TEXT BLOCK »
Me: I’m just so terrified…
Him: You really have to stop dreaming you’re a published author and are asked to read a passage to fans, which includes the word “vehemently”
Me: I know… I know.
my grandfather would be rolling in his grave if we got him the casket he asked for.
HER:He doesn’t trust me.
THERAPIST:How so?
HER:He’s always spying on me.
ME (dressed as Therapist):Really?
THERAPIST:WTF
HER:WTF
ME:WTF
My wife told me the one thing she really wants for Christmas and I have to say I hope she gets it because I’d really like to meet Jason Momoa.
I love twitter
She said she was a cat person…
…but the way she reacted when I pushed her off the bed told a very different story.
H: Do you like carpet or prefer it bare?
M: I’m OK with a little carpet of she shaves the rest
H: We’re talking about floors
M: HR again?
Does a sunset actually happen if someone doesn’t take a picture of it and post it on Instagram?
Instead of using the same password everywhere, I use multiple variations of the same password where I replace one letter with a special character or number, add extra letters and so on
This is super secure and protects all my accounts from ever being logged into by ME……😂😂
If anyone is thinking of fighting me, just know I cook bacon topless.

[Referring expression grounding data]
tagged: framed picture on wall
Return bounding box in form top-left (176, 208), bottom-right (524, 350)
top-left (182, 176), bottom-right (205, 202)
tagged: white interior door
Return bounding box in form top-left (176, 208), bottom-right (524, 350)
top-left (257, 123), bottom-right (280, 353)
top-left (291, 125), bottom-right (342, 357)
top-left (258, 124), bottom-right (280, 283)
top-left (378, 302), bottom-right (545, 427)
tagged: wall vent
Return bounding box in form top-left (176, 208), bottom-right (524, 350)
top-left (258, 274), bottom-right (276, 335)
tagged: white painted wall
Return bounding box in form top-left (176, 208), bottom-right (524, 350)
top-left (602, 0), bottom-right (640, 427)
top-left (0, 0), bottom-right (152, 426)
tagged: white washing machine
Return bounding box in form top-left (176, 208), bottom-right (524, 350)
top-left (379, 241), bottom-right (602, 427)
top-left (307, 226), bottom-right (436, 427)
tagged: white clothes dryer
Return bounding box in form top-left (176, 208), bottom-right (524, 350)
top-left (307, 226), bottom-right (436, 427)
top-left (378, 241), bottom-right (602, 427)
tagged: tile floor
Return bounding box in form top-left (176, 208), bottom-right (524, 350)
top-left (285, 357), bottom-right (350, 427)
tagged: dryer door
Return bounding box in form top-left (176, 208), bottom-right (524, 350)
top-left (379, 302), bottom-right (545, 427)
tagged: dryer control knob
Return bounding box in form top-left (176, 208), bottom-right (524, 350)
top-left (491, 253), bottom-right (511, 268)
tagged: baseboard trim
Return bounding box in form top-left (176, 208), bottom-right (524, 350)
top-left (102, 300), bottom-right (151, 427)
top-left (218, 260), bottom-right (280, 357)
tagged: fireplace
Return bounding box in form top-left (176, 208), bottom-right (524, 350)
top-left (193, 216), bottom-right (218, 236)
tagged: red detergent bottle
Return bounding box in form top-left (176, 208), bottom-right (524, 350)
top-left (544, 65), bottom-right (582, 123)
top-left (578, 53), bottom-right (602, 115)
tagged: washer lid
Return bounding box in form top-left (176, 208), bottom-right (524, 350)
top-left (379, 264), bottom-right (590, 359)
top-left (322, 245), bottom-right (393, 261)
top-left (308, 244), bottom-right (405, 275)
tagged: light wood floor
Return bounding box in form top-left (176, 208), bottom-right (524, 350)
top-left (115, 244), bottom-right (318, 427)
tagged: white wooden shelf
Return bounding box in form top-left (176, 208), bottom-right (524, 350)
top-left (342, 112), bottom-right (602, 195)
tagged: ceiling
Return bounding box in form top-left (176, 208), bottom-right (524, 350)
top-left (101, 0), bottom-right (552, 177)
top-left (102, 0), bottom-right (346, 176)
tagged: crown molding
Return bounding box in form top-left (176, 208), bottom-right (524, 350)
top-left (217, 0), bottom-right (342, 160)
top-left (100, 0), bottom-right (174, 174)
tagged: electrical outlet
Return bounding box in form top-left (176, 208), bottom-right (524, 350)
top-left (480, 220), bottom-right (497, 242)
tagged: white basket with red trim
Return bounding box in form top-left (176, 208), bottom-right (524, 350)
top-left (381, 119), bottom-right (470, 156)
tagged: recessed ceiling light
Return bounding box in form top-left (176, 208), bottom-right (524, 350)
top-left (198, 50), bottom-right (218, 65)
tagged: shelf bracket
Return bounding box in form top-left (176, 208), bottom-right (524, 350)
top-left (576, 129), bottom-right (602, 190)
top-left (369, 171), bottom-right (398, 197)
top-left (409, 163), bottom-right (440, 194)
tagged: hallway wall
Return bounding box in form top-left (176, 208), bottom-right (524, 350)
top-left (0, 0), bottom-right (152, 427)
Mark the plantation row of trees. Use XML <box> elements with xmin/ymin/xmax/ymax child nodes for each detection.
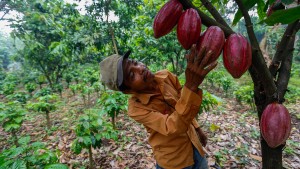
<box><xmin>0</xmin><ymin>0</ymin><xmax>300</xmax><ymax>168</ymax></box>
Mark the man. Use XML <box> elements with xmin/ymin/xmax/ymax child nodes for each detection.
<box><xmin>100</xmin><ymin>45</ymin><xmax>217</xmax><ymax>169</ymax></box>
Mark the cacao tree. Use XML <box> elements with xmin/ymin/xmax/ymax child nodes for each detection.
<box><xmin>71</xmin><ymin>109</ymin><xmax>118</xmax><ymax>169</ymax></box>
<box><xmin>179</xmin><ymin>0</ymin><xmax>300</xmax><ymax>169</ymax></box>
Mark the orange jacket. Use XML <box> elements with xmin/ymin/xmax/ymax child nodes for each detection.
<box><xmin>128</xmin><ymin>70</ymin><xmax>205</xmax><ymax>169</ymax></box>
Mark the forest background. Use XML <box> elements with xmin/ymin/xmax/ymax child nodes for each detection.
<box><xmin>0</xmin><ymin>0</ymin><xmax>300</xmax><ymax>168</ymax></box>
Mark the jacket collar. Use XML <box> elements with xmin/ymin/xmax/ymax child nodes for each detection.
<box><xmin>132</xmin><ymin>69</ymin><xmax>169</xmax><ymax>104</ymax></box>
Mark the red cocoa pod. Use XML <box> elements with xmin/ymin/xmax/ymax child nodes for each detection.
<box><xmin>177</xmin><ymin>8</ymin><xmax>201</xmax><ymax>50</ymax></box>
<box><xmin>153</xmin><ymin>0</ymin><xmax>183</xmax><ymax>38</ymax></box>
<box><xmin>260</xmin><ymin>102</ymin><xmax>291</xmax><ymax>148</ymax></box>
<box><xmin>223</xmin><ymin>33</ymin><xmax>252</xmax><ymax>78</ymax></box>
<box><xmin>196</xmin><ymin>26</ymin><xmax>225</xmax><ymax>63</ymax></box>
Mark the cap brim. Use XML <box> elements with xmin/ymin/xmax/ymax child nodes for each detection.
<box><xmin>117</xmin><ymin>50</ymin><xmax>131</xmax><ymax>88</ymax></box>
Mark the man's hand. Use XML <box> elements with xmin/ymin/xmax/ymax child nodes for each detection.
<box><xmin>185</xmin><ymin>45</ymin><xmax>217</xmax><ymax>92</ymax></box>
<box><xmin>196</xmin><ymin>127</ymin><xmax>207</xmax><ymax>147</ymax></box>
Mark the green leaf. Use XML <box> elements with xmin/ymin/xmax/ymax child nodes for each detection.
<box><xmin>260</xmin><ymin>6</ymin><xmax>300</xmax><ymax>26</ymax></box>
<box><xmin>45</xmin><ymin>164</ymin><xmax>69</xmax><ymax>169</ymax></box>
<box><xmin>18</xmin><ymin>136</ymin><xmax>30</xmax><ymax>145</ymax></box>
<box><xmin>10</xmin><ymin>147</ymin><xmax>24</xmax><ymax>157</ymax></box>
<box><xmin>232</xmin><ymin>0</ymin><xmax>257</xmax><ymax>26</ymax></box>
<box><xmin>82</xmin><ymin>136</ymin><xmax>92</xmax><ymax>146</ymax></box>
<box><xmin>281</xmin><ymin>0</ymin><xmax>299</xmax><ymax>5</ymax></box>
<box><xmin>209</xmin><ymin>123</ymin><xmax>220</xmax><ymax>132</ymax></box>
<box><xmin>11</xmin><ymin>159</ymin><xmax>26</xmax><ymax>169</ymax></box>
<box><xmin>257</xmin><ymin>0</ymin><xmax>266</xmax><ymax>20</ymax></box>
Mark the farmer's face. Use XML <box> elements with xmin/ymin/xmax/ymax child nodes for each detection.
<box><xmin>123</xmin><ymin>59</ymin><xmax>154</xmax><ymax>92</ymax></box>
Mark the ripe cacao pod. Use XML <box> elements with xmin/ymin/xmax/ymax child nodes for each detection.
<box><xmin>223</xmin><ymin>33</ymin><xmax>252</xmax><ymax>78</ymax></box>
<box><xmin>177</xmin><ymin>8</ymin><xmax>201</xmax><ymax>50</ymax></box>
<box><xmin>260</xmin><ymin>102</ymin><xmax>291</xmax><ymax>148</ymax></box>
<box><xmin>196</xmin><ymin>26</ymin><xmax>225</xmax><ymax>63</ymax></box>
<box><xmin>153</xmin><ymin>0</ymin><xmax>183</xmax><ymax>38</ymax></box>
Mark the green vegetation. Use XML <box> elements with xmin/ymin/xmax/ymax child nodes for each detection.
<box><xmin>0</xmin><ymin>0</ymin><xmax>300</xmax><ymax>169</ymax></box>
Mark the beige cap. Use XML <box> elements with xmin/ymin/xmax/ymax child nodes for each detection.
<box><xmin>100</xmin><ymin>51</ymin><xmax>131</xmax><ymax>91</ymax></box>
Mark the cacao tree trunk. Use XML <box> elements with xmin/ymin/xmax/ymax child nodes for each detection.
<box><xmin>11</xmin><ymin>130</ymin><xmax>19</xmax><ymax>147</ymax></box>
<box><xmin>89</xmin><ymin>146</ymin><xmax>95</xmax><ymax>169</ymax></box>
<box><xmin>46</xmin><ymin>111</ymin><xmax>51</xmax><ymax>130</ymax></box>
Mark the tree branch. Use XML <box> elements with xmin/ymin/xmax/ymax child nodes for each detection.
<box><xmin>235</xmin><ymin>0</ymin><xmax>277</xmax><ymax>102</ymax></box>
<box><xmin>179</xmin><ymin>0</ymin><xmax>234</xmax><ymax>38</ymax></box>
<box><xmin>277</xmin><ymin>22</ymin><xmax>300</xmax><ymax>103</ymax></box>
<box><xmin>269</xmin><ymin>20</ymin><xmax>300</xmax><ymax>78</ymax></box>
<box><xmin>201</xmin><ymin>0</ymin><xmax>230</xmax><ymax>28</ymax></box>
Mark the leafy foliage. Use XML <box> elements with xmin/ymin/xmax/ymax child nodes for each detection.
<box><xmin>0</xmin><ymin>136</ymin><xmax>58</xmax><ymax>169</ymax></box>
<box><xmin>0</xmin><ymin>102</ymin><xmax>26</xmax><ymax>132</ymax></box>
<box><xmin>99</xmin><ymin>91</ymin><xmax>127</xmax><ymax>118</ymax></box>
<box><xmin>72</xmin><ymin>109</ymin><xmax>118</xmax><ymax>154</ymax></box>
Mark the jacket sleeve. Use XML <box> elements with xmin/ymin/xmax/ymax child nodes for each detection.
<box><xmin>128</xmin><ymin>87</ymin><xmax>202</xmax><ymax>136</ymax></box>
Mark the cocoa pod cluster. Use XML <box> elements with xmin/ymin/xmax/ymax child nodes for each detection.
<box><xmin>260</xmin><ymin>102</ymin><xmax>291</xmax><ymax>148</ymax></box>
<box><xmin>153</xmin><ymin>0</ymin><xmax>252</xmax><ymax>78</ymax></box>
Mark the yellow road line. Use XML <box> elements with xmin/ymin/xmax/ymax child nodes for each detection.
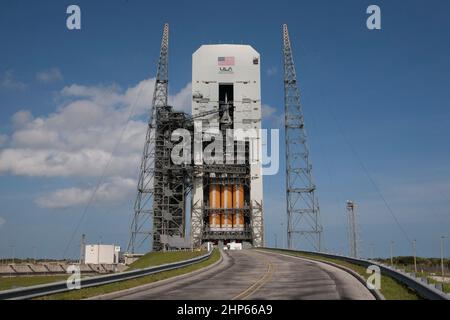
<box><xmin>231</xmin><ymin>255</ymin><xmax>275</xmax><ymax>300</ymax></box>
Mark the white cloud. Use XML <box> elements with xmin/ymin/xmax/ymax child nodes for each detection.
<box><xmin>36</xmin><ymin>178</ymin><xmax>136</xmax><ymax>209</ymax></box>
<box><xmin>0</xmin><ymin>70</ymin><xmax>27</xmax><ymax>91</ymax></box>
<box><xmin>169</xmin><ymin>83</ymin><xmax>192</xmax><ymax>113</ymax></box>
<box><xmin>266</xmin><ymin>66</ymin><xmax>278</xmax><ymax>77</ymax></box>
<box><xmin>0</xmin><ymin>79</ymin><xmax>191</xmax><ymax>208</ymax></box>
<box><xmin>36</xmin><ymin>68</ymin><xmax>63</xmax><ymax>83</ymax></box>
<box><xmin>11</xmin><ymin>110</ymin><xmax>33</xmax><ymax>128</ymax></box>
<box><xmin>0</xmin><ymin>134</ymin><xmax>8</xmax><ymax>146</ymax></box>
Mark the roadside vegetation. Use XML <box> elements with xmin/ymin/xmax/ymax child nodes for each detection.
<box><xmin>37</xmin><ymin>249</ymin><xmax>220</xmax><ymax>300</ymax></box>
<box><xmin>0</xmin><ymin>275</ymin><xmax>67</xmax><ymax>290</ymax></box>
<box><xmin>375</xmin><ymin>256</ymin><xmax>450</xmax><ymax>293</ymax></box>
<box><xmin>264</xmin><ymin>249</ymin><xmax>421</xmax><ymax>300</ymax></box>
<box><xmin>127</xmin><ymin>250</ymin><xmax>206</xmax><ymax>271</ymax></box>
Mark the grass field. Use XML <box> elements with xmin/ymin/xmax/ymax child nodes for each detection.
<box><xmin>0</xmin><ymin>275</ymin><xmax>67</xmax><ymax>290</ymax></box>
<box><xmin>37</xmin><ymin>250</ymin><xmax>220</xmax><ymax>300</ymax></box>
<box><xmin>264</xmin><ymin>249</ymin><xmax>421</xmax><ymax>300</ymax></box>
<box><xmin>127</xmin><ymin>251</ymin><xmax>206</xmax><ymax>271</ymax></box>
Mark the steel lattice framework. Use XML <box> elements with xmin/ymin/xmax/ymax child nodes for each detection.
<box><xmin>128</xmin><ymin>23</ymin><xmax>169</xmax><ymax>253</ymax></box>
<box><xmin>283</xmin><ymin>24</ymin><xmax>322</xmax><ymax>251</ymax></box>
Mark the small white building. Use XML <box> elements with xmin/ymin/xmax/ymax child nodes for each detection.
<box><xmin>84</xmin><ymin>244</ymin><xmax>120</xmax><ymax>264</ymax></box>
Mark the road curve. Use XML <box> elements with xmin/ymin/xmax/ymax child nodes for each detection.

EXERCISE TASKS »
• 1. Answer from the joke collection:
(a) In the dream, what word is in the passage read to fans?
(b) Whom does the speaker hope to meet if the wife gets her Christmas wish?
(c) What does the speaker do topless?
• 2. Set down a passage of the joke collection word for word. Begin at the words "THERAPIST:WTF" and stop after "prefer it bare?".

OUTPUTS FOR THE TASKS »
• 1.
(a) "Vehemently"
(b) Jason Momoa
(c) Cooks bacon

• 2.
THERAPIST:WTF
HER:WTF
ME:WTF
My wife told me the one thing she really wants for Christmas and I have to say I hope she gets it because I’d really like to meet Jason Momoa.
I love twitter
She said she was a cat person…
…but the way she reacted when I pushed her off the bed told a very different story.
H: Do you like carpet or prefer it bare?